[[ Information provided open ]]

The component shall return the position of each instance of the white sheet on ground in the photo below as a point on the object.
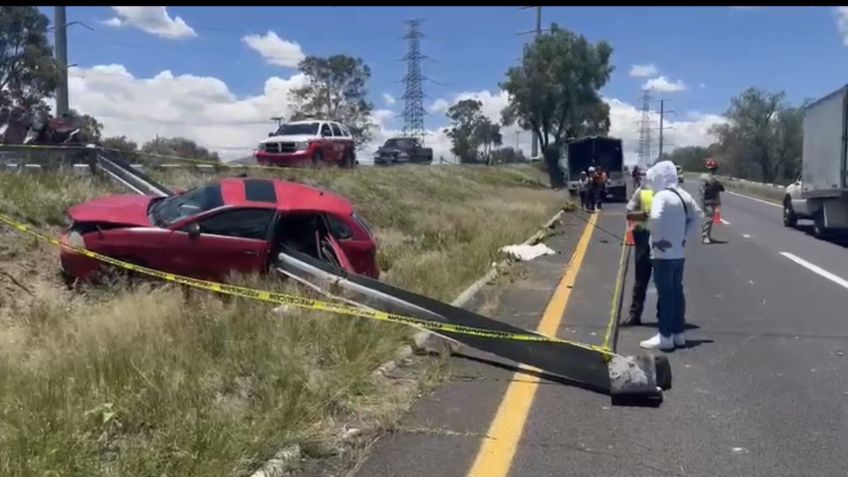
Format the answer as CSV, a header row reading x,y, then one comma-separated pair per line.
x,y
526,253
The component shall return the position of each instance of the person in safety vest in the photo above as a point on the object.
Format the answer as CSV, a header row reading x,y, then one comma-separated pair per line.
x,y
583,188
674,217
711,190
638,212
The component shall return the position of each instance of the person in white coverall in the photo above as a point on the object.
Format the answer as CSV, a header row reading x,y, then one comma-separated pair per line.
x,y
674,217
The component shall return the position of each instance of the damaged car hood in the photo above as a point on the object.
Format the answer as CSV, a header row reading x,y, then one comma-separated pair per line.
x,y
115,209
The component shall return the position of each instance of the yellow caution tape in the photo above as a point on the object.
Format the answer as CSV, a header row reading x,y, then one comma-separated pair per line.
x,y
298,301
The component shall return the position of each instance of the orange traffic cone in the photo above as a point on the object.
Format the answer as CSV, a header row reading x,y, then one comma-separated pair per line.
x,y
717,215
628,237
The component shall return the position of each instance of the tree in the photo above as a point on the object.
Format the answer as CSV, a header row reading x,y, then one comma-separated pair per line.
x,y
28,71
762,139
555,91
465,116
120,143
487,134
471,131
90,126
508,155
335,90
180,147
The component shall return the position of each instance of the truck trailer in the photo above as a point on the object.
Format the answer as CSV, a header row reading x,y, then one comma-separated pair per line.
x,y
597,151
820,193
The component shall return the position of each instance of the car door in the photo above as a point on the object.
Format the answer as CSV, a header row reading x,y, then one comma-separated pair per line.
x,y
232,240
359,253
328,145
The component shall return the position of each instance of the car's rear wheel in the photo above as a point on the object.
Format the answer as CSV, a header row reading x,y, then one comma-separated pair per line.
x,y
349,160
819,229
789,217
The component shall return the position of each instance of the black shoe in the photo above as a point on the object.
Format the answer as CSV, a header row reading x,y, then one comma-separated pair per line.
x,y
631,321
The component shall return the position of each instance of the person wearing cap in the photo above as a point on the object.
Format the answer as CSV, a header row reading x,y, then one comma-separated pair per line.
x,y
673,218
583,189
638,211
711,190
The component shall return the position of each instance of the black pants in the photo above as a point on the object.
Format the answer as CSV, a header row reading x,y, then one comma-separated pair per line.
x,y
641,271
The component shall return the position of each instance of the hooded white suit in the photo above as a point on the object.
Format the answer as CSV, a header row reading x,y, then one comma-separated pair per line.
x,y
670,223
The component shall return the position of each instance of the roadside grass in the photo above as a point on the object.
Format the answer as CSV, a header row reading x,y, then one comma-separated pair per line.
x,y
148,379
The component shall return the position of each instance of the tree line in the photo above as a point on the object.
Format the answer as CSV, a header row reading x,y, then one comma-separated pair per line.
x,y
761,140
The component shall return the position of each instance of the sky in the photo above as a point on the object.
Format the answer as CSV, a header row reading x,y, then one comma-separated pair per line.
x,y
217,74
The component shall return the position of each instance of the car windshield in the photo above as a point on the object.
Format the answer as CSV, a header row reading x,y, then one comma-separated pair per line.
x,y
175,208
399,143
297,129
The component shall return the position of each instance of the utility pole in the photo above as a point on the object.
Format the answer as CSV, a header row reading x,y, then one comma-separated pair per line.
x,y
662,114
61,44
536,139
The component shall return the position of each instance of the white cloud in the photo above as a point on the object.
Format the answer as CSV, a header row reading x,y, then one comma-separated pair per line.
x,y
643,71
205,110
153,20
624,124
842,23
275,50
663,85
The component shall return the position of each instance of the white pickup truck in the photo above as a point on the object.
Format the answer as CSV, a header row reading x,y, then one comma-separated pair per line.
x,y
821,191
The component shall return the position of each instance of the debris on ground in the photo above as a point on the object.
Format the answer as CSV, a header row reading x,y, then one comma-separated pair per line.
x,y
525,253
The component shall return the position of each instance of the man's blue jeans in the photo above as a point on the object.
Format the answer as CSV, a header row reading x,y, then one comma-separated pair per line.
x,y
671,304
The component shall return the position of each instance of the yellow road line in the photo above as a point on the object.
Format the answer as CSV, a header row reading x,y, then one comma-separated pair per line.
x,y
495,455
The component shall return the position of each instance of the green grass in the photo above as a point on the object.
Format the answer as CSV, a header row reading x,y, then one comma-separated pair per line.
x,y
153,380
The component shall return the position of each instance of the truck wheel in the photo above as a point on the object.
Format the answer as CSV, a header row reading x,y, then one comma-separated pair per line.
x,y
789,218
819,230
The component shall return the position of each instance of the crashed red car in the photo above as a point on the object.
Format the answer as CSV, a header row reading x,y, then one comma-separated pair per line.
x,y
234,225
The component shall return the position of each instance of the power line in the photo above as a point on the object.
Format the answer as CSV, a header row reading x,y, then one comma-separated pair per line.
x,y
644,157
413,96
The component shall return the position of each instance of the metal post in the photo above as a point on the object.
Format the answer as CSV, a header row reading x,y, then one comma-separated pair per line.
x,y
61,41
536,141
662,113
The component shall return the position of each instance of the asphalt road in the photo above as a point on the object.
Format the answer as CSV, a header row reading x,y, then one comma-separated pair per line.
x,y
761,391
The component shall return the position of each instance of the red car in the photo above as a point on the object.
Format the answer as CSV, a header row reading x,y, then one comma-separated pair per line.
x,y
237,224
308,143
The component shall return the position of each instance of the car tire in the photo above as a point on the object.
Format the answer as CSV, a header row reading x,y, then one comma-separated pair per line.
x,y
789,218
349,160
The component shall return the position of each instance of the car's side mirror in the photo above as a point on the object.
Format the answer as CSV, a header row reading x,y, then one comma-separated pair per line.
x,y
193,230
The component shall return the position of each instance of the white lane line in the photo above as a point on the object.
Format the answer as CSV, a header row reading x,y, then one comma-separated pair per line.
x,y
816,269
755,199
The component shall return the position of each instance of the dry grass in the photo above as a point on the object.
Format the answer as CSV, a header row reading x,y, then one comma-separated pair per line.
x,y
147,379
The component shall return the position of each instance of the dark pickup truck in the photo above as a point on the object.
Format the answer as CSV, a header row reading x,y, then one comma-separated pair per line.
x,y
400,150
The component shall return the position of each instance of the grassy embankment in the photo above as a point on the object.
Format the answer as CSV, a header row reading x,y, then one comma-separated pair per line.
x,y
149,380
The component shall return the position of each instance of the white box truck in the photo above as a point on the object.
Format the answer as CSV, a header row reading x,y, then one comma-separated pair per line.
x,y
821,191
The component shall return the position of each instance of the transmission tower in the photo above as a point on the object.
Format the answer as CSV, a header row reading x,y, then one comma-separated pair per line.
x,y
645,158
413,97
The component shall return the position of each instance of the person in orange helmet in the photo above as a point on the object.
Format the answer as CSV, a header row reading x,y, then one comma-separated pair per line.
x,y
711,189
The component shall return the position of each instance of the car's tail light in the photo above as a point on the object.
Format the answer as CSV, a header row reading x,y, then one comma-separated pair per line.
x,y
75,239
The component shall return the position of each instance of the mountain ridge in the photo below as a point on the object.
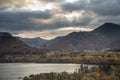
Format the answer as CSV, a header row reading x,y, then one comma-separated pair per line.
x,y
98,39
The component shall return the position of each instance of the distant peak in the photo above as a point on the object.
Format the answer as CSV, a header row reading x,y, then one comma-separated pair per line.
x,y
5,34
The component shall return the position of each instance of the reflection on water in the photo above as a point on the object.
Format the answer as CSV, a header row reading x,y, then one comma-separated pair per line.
x,y
11,71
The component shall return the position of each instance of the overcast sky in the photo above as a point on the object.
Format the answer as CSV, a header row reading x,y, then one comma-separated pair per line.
x,y
51,18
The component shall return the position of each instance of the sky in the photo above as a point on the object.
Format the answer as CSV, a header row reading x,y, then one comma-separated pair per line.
x,y
51,18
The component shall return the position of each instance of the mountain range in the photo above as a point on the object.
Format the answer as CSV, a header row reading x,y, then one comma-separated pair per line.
x,y
34,42
107,36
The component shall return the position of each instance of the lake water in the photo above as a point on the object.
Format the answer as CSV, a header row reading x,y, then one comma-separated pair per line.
x,y
11,71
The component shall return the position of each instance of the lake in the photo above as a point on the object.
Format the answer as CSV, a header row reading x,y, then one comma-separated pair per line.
x,y
11,71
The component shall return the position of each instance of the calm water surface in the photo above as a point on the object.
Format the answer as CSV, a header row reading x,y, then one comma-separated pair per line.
x,y
11,71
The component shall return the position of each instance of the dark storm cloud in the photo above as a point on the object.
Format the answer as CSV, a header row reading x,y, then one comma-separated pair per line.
x,y
105,7
100,7
19,20
79,5
27,21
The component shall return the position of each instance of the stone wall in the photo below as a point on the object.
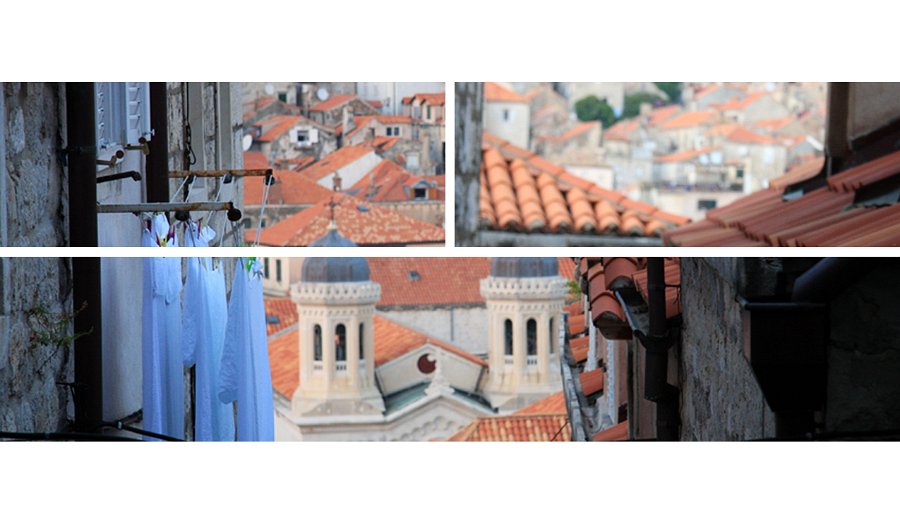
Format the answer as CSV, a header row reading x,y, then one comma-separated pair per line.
x,y
36,185
864,355
720,399
35,358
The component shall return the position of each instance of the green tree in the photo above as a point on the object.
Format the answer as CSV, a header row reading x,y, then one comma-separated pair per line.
x,y
591,108
672,90
634,101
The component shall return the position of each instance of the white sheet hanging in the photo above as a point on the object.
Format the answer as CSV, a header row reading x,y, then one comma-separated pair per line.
x,y
163,374
245,372
204,323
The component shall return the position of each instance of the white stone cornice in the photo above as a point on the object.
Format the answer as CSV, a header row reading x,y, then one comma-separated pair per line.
x,y
523,288
359,293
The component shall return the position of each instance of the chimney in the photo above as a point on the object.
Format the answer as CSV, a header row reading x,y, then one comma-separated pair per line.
x,y
346,118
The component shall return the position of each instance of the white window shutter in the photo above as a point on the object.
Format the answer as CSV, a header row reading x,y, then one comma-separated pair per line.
x,y
137,111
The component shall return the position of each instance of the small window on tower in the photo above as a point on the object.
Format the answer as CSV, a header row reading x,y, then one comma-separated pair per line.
x,y
317,343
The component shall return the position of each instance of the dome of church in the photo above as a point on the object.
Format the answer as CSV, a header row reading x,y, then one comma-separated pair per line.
x,y
524,267
334,269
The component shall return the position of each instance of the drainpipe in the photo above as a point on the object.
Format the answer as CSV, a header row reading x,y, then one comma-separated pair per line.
x,y
158,160
657,343
81,149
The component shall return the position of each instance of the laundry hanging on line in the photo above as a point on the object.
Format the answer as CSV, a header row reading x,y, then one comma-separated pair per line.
x,y
243,373
203,325
163,377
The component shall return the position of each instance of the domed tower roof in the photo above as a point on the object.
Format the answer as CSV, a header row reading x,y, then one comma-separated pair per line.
x,y
334,269
524,267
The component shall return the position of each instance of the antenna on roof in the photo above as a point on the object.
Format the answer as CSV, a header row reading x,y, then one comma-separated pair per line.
x,y
332,224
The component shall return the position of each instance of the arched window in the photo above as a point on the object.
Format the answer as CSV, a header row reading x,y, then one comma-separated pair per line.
x,y
340,342
507,337
317,343
552,334
531,336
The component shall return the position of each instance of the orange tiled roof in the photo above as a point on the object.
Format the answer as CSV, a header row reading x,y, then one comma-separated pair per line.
x,y
364,225
392,340
689,119
336,160
684,155
516,428
739,103
388,180
820,217
290,188
498,93
616,433
521,191
661,114
743,135
282,308
414,281
606,275
431,98
255,160
554,404
276,126
335,101
574,132
774,125
621,130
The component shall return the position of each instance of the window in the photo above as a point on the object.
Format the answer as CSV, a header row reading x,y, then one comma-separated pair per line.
x,y
552,334
340,342
706,204
317,343
122,113
531,337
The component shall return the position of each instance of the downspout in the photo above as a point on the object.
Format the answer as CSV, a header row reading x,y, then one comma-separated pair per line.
x,y
657,343
158,160
81,150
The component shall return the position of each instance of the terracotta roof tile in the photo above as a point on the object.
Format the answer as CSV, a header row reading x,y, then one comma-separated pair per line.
x,y
516,428
685,155
392,340
414,281
571,133
819,217
363,224
616,433
744,135
494,92
336,160
689,119
554,404
255,160
290,188
521,191
281,308
336,100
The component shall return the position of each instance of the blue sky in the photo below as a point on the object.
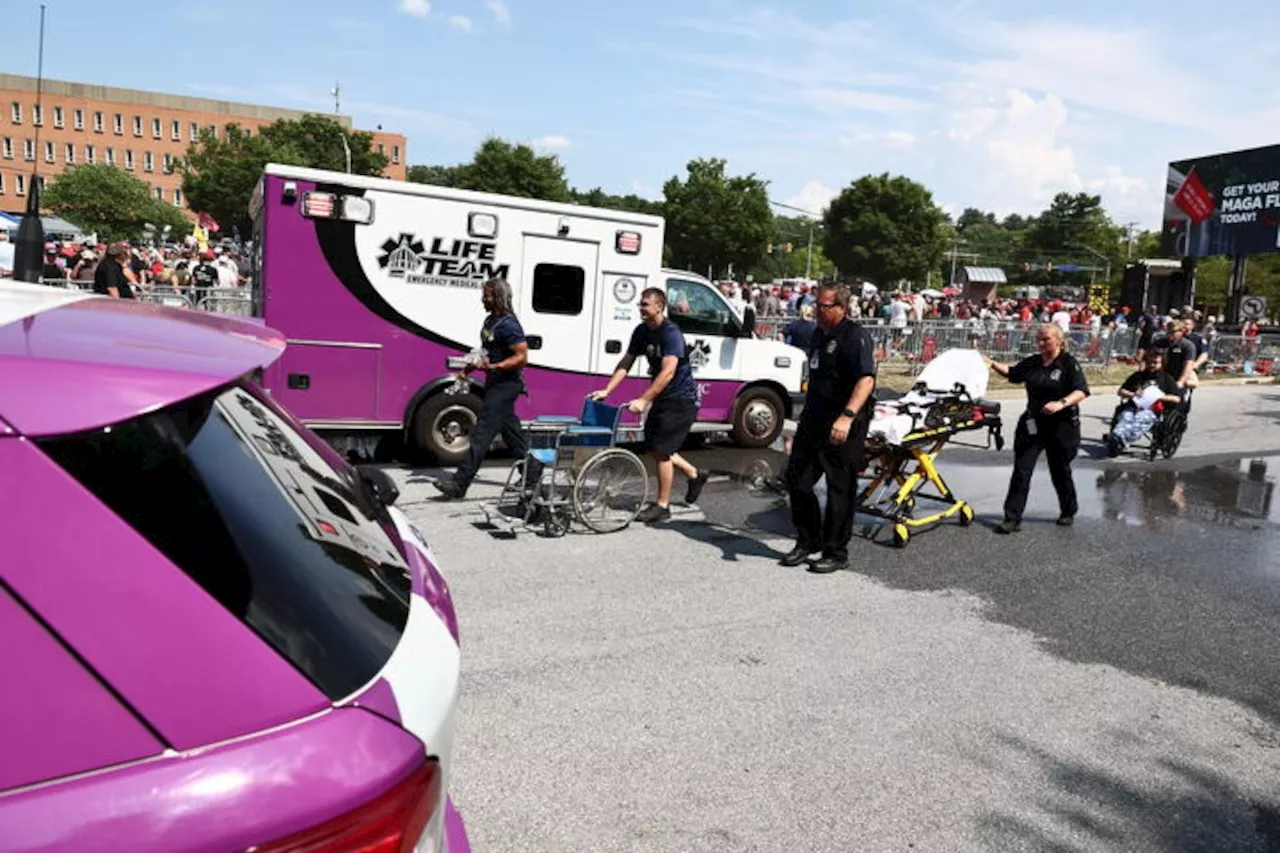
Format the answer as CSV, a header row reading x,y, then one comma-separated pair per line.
x,y
996,104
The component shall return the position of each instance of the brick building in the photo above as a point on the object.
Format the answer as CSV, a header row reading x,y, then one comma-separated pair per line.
x,y
144,133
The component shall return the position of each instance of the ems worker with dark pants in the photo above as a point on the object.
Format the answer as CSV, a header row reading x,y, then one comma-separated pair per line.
x,y
1055,387
832,434
671,400
506,354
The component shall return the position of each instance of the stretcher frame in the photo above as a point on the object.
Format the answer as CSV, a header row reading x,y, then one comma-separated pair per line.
x,y
905,469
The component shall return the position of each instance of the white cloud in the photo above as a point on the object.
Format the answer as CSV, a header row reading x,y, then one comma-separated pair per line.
x,y
551,142
814,196
501,12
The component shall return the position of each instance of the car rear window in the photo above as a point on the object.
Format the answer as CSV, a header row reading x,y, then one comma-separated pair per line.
x,y
236,497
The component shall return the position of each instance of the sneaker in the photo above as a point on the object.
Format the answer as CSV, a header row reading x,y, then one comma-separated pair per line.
x,y
653,514
695,487
451,489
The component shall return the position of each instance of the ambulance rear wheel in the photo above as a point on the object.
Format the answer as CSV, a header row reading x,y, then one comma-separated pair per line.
x,y
442,428
758,418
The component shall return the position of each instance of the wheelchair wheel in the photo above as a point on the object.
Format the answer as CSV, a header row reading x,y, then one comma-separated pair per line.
x,y
611,489
1173,436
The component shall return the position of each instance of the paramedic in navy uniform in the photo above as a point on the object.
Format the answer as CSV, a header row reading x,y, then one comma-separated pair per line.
x,y
504,356
831,434
671,400
1055,387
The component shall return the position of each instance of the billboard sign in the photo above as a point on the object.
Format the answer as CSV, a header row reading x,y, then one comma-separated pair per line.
x,y
1224,204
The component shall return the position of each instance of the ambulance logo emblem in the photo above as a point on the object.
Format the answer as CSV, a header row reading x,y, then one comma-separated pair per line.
x,y
699,355
401,256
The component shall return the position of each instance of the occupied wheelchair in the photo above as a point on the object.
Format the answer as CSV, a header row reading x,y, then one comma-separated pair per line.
x,y
1165,436
583,474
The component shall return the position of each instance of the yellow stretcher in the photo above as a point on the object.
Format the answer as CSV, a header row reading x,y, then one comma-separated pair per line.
x,y
903,470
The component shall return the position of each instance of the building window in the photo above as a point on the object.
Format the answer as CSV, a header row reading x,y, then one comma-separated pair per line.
x,y
558,290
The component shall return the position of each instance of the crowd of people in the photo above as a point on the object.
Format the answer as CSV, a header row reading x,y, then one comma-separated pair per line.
x,y
187,269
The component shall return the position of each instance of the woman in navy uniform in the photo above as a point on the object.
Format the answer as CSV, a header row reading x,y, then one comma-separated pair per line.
x,y
1055,387
831,436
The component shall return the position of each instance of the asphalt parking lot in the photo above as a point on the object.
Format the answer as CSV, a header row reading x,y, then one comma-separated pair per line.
x,y
1109,687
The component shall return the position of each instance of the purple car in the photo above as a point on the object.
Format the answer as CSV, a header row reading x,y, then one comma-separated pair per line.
x,y
214,633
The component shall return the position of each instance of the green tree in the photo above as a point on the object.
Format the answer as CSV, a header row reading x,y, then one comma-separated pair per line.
x,y
112,203
716,219
219,173
886,229
515,170
437,176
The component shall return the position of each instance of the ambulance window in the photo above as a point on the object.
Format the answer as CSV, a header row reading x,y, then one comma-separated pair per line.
x,y
558,290
696,309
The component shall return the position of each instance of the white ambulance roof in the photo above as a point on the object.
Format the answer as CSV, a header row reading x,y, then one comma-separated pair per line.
x,y
430,191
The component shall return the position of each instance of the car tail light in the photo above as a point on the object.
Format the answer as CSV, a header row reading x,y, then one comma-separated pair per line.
x,y
393,822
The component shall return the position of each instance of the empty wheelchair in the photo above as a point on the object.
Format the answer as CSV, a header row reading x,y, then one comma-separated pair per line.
x,y
581,474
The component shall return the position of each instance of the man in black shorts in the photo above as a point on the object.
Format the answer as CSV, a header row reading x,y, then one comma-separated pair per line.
x,y
671,400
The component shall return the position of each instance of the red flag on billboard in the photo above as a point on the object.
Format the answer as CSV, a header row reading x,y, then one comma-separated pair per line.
x,y
1193,199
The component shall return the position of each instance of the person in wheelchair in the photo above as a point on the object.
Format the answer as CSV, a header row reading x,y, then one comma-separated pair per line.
x,y
1144,395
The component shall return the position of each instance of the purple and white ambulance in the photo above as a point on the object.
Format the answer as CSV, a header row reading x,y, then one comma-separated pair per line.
x,y
375,283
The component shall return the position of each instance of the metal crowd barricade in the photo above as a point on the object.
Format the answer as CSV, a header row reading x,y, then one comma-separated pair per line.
x,y
169,299
227,300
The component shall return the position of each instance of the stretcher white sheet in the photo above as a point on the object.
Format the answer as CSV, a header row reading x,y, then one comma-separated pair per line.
x,y
894,420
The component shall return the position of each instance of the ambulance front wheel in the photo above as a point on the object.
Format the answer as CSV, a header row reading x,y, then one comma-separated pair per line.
x,y
758,418
442,428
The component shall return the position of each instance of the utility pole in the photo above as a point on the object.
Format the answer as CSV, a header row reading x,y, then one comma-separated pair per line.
x,y
337,112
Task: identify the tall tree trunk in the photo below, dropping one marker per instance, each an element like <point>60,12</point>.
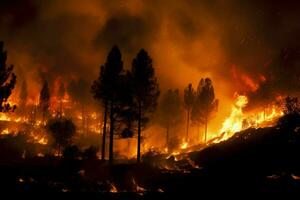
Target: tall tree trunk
<point>59,150</point>
<point>61,108</point>
<point>104,130</point>
<point>111,134</point>
<point>167,137</point>
<point>199,138</point>
<point>139,133</point>
<point>128,147</point>
<point>205,138</point>
<point>187,126</point>
<point>83,118</point>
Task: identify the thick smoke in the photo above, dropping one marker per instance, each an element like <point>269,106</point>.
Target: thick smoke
<point>247,46</point>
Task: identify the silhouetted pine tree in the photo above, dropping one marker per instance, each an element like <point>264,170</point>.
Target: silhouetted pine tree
<point>205,104</point>
<point>45,101</point>
<point>189,98</point>
<point>170,113</point>
<point>7,81</point>
<point>60,94</point>
<point>106,88</point>
<point>145,91</point>
<point>23,94</point>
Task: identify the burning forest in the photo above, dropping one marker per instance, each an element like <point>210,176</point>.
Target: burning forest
<point>143,99</point>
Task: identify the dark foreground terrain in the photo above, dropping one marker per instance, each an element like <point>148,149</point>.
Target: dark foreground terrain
<point>254,161</point>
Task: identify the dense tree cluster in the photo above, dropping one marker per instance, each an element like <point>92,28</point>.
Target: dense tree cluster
<point>128,97</point>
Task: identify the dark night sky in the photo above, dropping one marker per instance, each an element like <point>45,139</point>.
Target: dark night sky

[[ Information provided closed ]]

Lines containing the word "crowd" must be found in the data above and copied.

The component shall return the position of each instance of the crowd of people in the photo above as a point on the object.
The component shall return the position of each instance of the metal crowd barricade in the photo above as a point on the object.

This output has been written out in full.